Directions: Copy out exactly the lines from the one containing "Spot the ceiling fan mounting" to the end of the records below, both included, and nothing else.

═════ Material for this task ═════

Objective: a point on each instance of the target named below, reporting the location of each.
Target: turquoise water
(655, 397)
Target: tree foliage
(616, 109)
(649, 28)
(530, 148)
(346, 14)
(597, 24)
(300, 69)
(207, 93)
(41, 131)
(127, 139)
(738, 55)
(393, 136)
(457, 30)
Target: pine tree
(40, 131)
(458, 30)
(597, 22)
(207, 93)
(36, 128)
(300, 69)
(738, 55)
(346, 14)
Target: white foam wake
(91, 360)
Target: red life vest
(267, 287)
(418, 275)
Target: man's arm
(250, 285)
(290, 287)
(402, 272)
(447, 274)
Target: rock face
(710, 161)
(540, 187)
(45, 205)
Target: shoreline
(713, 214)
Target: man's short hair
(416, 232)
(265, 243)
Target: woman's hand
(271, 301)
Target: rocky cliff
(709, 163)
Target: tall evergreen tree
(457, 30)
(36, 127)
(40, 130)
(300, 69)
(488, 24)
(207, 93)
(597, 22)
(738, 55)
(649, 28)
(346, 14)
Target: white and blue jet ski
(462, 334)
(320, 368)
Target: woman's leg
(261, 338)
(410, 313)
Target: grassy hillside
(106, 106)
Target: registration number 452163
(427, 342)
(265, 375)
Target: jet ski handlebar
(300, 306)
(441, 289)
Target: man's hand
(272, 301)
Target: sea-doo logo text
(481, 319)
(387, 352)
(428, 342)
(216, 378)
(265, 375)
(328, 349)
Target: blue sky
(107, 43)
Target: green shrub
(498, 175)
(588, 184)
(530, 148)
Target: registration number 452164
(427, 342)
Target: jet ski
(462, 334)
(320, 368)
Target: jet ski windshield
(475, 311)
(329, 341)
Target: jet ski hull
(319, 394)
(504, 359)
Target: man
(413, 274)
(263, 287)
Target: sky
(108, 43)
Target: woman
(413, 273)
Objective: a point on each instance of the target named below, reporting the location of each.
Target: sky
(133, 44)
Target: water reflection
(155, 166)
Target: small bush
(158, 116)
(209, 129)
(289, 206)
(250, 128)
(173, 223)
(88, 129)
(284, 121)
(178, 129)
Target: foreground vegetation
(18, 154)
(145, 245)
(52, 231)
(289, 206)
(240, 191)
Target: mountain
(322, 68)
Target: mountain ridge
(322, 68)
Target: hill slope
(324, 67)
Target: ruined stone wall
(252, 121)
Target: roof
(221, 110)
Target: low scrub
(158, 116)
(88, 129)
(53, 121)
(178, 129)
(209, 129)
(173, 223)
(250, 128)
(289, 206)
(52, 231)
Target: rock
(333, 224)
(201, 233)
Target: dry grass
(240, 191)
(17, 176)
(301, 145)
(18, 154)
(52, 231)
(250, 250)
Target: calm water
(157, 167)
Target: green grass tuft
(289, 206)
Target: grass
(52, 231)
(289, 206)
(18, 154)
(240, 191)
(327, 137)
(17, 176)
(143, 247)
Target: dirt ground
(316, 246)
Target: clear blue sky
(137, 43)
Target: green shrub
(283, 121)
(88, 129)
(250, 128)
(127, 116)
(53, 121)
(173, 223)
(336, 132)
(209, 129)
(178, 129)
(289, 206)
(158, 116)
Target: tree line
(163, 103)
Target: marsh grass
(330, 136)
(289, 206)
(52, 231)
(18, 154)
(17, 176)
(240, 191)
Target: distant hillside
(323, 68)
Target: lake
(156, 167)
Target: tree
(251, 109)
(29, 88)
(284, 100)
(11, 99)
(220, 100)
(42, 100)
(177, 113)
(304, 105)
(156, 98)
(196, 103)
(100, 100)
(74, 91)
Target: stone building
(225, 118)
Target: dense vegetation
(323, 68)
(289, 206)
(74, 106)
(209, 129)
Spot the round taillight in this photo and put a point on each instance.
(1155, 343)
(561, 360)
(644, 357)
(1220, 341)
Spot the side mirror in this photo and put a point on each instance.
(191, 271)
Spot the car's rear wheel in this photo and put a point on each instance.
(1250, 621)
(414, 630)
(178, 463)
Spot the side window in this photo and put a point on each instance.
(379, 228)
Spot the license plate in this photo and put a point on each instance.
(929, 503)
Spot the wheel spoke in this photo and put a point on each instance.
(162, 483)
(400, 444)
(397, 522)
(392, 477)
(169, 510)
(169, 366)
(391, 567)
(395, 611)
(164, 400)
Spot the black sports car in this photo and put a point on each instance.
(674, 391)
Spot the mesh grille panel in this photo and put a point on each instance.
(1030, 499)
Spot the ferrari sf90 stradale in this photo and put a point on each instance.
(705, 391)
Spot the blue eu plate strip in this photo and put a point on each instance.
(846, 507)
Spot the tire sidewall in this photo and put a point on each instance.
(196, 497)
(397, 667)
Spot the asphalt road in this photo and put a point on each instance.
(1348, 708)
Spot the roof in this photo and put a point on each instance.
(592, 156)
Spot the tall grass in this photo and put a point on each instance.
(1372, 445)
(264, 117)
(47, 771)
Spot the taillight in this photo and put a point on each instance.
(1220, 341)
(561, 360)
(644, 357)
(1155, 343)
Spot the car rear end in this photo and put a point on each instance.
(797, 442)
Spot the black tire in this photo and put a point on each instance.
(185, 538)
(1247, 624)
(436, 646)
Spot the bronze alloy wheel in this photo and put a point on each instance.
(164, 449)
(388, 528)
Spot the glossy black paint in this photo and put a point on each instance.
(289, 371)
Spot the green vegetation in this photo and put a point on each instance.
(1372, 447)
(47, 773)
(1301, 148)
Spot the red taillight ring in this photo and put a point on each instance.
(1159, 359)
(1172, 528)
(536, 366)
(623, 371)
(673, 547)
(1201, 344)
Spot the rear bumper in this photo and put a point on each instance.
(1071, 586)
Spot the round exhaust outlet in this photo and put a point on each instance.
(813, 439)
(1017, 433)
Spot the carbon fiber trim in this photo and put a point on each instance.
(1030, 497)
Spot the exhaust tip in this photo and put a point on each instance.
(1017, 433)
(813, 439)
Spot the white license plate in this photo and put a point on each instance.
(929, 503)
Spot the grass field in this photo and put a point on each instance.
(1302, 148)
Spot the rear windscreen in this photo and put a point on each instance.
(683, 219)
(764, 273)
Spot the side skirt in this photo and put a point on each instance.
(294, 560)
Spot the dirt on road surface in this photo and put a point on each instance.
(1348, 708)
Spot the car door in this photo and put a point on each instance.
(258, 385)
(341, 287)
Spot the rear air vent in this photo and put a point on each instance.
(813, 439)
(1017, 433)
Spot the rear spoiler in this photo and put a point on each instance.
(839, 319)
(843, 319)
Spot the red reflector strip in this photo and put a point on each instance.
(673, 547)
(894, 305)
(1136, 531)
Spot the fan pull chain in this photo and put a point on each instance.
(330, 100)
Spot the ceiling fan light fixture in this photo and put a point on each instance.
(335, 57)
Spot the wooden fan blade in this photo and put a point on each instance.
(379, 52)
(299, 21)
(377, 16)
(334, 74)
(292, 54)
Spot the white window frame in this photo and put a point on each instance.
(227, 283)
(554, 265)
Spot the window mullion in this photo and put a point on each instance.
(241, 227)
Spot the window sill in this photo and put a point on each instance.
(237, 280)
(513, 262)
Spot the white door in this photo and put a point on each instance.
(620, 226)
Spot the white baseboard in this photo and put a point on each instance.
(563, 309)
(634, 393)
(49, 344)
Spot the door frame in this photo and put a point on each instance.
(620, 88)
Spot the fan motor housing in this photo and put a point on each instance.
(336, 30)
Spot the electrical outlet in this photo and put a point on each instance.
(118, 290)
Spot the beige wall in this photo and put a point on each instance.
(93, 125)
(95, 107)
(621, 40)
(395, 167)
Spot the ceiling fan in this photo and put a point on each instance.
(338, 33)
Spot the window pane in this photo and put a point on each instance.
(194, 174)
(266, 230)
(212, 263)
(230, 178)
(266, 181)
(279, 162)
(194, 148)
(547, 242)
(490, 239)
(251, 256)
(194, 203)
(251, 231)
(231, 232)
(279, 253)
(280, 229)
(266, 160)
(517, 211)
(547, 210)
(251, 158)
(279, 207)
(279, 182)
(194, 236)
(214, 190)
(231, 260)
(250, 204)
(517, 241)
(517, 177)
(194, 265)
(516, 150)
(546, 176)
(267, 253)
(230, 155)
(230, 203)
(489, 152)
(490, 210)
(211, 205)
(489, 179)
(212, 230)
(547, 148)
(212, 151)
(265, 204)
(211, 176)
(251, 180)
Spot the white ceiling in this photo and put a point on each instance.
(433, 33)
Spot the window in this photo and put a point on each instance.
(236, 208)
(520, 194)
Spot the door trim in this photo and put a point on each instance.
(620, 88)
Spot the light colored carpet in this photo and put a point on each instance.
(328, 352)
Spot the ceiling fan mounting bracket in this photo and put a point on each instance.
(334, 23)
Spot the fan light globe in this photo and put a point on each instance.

═════

Response area:
Spot the ceiling fan mounting bracket in this photo and put a point on each instance.
(334, 23)
Spot the fan light globe in this photo and put a point on each instance.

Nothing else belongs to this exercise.